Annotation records

+---+

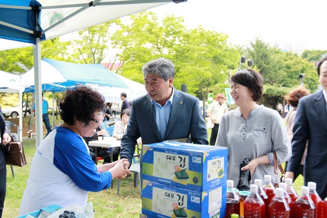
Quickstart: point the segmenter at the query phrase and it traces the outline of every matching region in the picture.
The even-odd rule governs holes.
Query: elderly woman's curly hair
[[[67,90],[60,101],[60,117],[69,125],[75,124],[75,119],[89,125],[94,113],[104,108],[103,95],[88,86],[81,85]]]
[[[298,100],[302,97],[310,94],[310,91],[304,88],[295,88],[288,93],[287,101],[292,107],[297,107]]]

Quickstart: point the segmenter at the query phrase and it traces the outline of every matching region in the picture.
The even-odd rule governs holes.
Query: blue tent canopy
[[[64,91],[78,84],[97,84],[128,88],[116,74],[100,64],[76,64],[43,58],[41,61],[42,91]],[[21,77],[25,92],[34,91],[34,70]]]

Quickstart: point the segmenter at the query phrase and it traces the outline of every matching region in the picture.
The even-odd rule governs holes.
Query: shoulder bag
[[[21,141],[14,141],[10,131],[11,141],[5,146],[7,152],[6,162],[7,165],[24,166],[27,163]]]
[[[283,178],[284,177],[285,175],[285,172],[284,172],[284,169],[283,168],[283,166],[282,164],[278,164],[277,163],[277,155],[276,155],[276,152],[273,152],[274,153],[274,175],[275,175],[275,181],[274,182],[274,186],[275,188],[278,188],[279,186],[279,181],[281,180],[279,178],[279,175],[278,173],[278,168],[279,168],[279,171],[281,171],[281,173],[282,173],[282,180],[283,180]],[[277,167],[278,165],[278,167]]]

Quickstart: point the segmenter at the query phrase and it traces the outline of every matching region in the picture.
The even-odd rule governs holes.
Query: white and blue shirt
[[[23,215],[53,204],[84,206],[88,191],[110,187],[109,171],[98,173],[83,138],[65,127],[57,127],[36,150],[20,204]]]

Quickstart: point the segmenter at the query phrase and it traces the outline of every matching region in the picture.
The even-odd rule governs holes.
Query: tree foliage
[[[301,57],[308,60],[310,62],[319,61],[321,56],[327,53],[327,50],[305,50],[302,53]]]

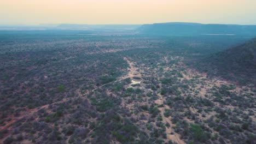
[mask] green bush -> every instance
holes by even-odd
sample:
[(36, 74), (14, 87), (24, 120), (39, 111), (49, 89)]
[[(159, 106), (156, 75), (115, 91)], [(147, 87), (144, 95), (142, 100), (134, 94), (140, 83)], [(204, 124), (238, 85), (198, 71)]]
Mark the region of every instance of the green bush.
[(205, 142), (207, 140), (207, 136), (201, 126), (197, 124), (190, 124), (190, 131), (192, 137), (196, 141)]

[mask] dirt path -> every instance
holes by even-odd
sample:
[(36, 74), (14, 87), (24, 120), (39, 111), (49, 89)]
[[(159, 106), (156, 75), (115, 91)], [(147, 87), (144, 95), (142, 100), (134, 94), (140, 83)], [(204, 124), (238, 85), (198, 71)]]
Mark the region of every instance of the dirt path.
[(131, 62), (127, 57), (124, 57), (124, 59), (127, 61), (127, 63), (129, 64), (130, 68), (128, 68), (128, 74), (124, 76), (121, 77), (122, 79), (125, 79), (126, 78), (132, 78), (134, 76), (141, 77), (141, 75), (136, 72), (137, 68), (134, 67), (134, 63)]
[[(159, 97), (159, 99), (155, 101), (155, 103), (159, 105), (164, 105), (164, 100), (161, 94), (158, 93), (158, 96)], [(166, 134), (168, 140), (171, 140), (173, 142), (175, 142), (178, 144), (185, 144), (185, 143), (179, 138), (179, 134), (176, 133), (174, 129), (172, 128), (173, 127), (175, 126), (172, 124), (172, 122), (170, 120), (170, 117), (167, 118), (164, 115), (165, 112), (165, 109), (170, 109), (170, 107), (168, 105), (164, 105), (164, 107), (159, 107), (158, 109), (160, 111), (160, 114), (162, 118), (162, 121), (164, 123), (168, 123), (170, 127), (165, 127), (166, 129)], [(171, 133), (173, 134), (171, 134)]]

+---+

_Instruction_. Copy every entry above word for word, omitting the pictures.

_Solution to this task_.
Quickstart: point the segmenter at the query phrase and it traces the outline of every matching region in the picture.
The even-odd rule governs holes.
Query: elderly woman's curly hair
[[[67,90],[60,101],[60,117],[69,125],[75,124],[75,119],[89,125],[94,113],[104,108],[103,95],[88,86],[81,85]]]
[[[298,100],[302,97],[310,94],[310,91],[304,88],[295,88],[288,93],[287,101],[292,107],[297,107]]]

Quickstart: point the segmenter at the query phrase and it traces the outline of every matching region in the picture.
The even-odd rule governs holes.
Query: blue tent canopy
[[[64,91],[78,84],[97,84],[128,88],[116,74],[100,64],[76,64],[43,58],[41,61],[42,91]],[[21,77],[25,92],[34,91],[34,70]]]

Quickstart: point the segmenter at the query phrase and it traces the outline of every matching region in the picture.
The even-odd rule governs holes.
Query: shoulder bag
[[[21,141],[14,141],[10,131],[11,141],[5,146],[7,152],[6,162],[7,165],[24,166],[27,163]]]
[[[283,178],[284,177],[285,175],[285,172],[284,172],[284,169],[283,168],[283,166],[282,164],[278,164],[277,163],[277,155],[276,155],[276,152],[273,152],[274,153],[274,175],[275,175],[275,181],[274,182],[274,186],[275,188],[278,188],[279,186],[279,181],[281,180],[279,178],[279,175],[278,173],[278,168],[279,168],[279,171],[281,171],[281,173],[282,173],[282,180],[283,180]],[[277,167],[278,165],[278,167]]]

Quickstart: point the segmenter at the query phrase and it traces the outline of every matching region in the picture.
The even-odd rule governs holes.
Query: white and blue shirt
[[[23,215],[53,204],[84,206],[88,191],[110,187],[109,171],[98,173],[83,138],[65,127],[57,127],[36,150],[20,204]]]

Quickstart: point the segmenter at the query phrase and it traces the outline of every matching region in the picture.
The even-odd rule governs holes.
Query: tree foliage
[[[301,57],[308,60],[310,62],[319,61],[321,56],[327,53],[327,50],[305,50],[302,53]]]

[mask] green bush -> every instance
holes by even-odd
sample:
[(36, 74), (14, 87), (24, 120), (39, 111), (49, 89)]
[[(159, 106), (156, 75), (115, 91)], [(147, 87), (144, 95), (142, 100), (134, 94), (140, 83)], [(204, 124), (238, 85), (198, 71)]]
Mark the region of every instance of the green bush.
[(205, 142), (207, 140), (207, 136), (201, 126), (197, 124), (190, 124), (190, 131), (192, 137), (196, 141)]

[mask] dirt path -> every instance
holes by even-odd
sample:
[(36, 74), (14, 87), (24, 120), (39, 111), (49, 89)]
[[(159, 106), (156, 75), (115, 91)], [(147, 87), (144, 95), (142, 100), (134, 94), (140, 83)], [(204, 124), (238, 85), (198, 71)]]
Mark the region of every instance of the dirt path.
[(131, 62), (127, 57), (124, 57), (124, 59), (127, 61), (127, 63), (129, 64), (130, 68), (128, 68), (128, 74), (124, 76), (121, 77), (122, 79), (125, 79), (126, 78), (132, 78), (134, 76), (141, 77), (141, 75), (136, 72), (137, 68), (134, 67), (134, 63)]
[[(159, 97), (159, 99), (155, 101), (155, 103), (159, 105), (164, 105), (164, 100), (161, 94), (158, 93), (158, 96)], [(166, 134), (168, 140), (171, 140), (173, 142), (175, 142), (178, 144), (185, 144), (185, 143), (179, 138), (179, 134), (176, 133), (174, 129), (172, 128), (173, 127), (175, 126), (172, 124), (172, 122), (170, 120), (170, 117), (167, 118), (164, 115), (165, 112), (165, 109), (170, 109), (170, 107), (168, 105), (164, 105), (164, 107), (159, 107), (158, 109), (160, 111), (160, 114), (162, 118), (162, 121), (164, 123), (168, 123), (170, 127), (165, 127), (166, 129)], [(171, 133), (173, 134), (171, 134)]]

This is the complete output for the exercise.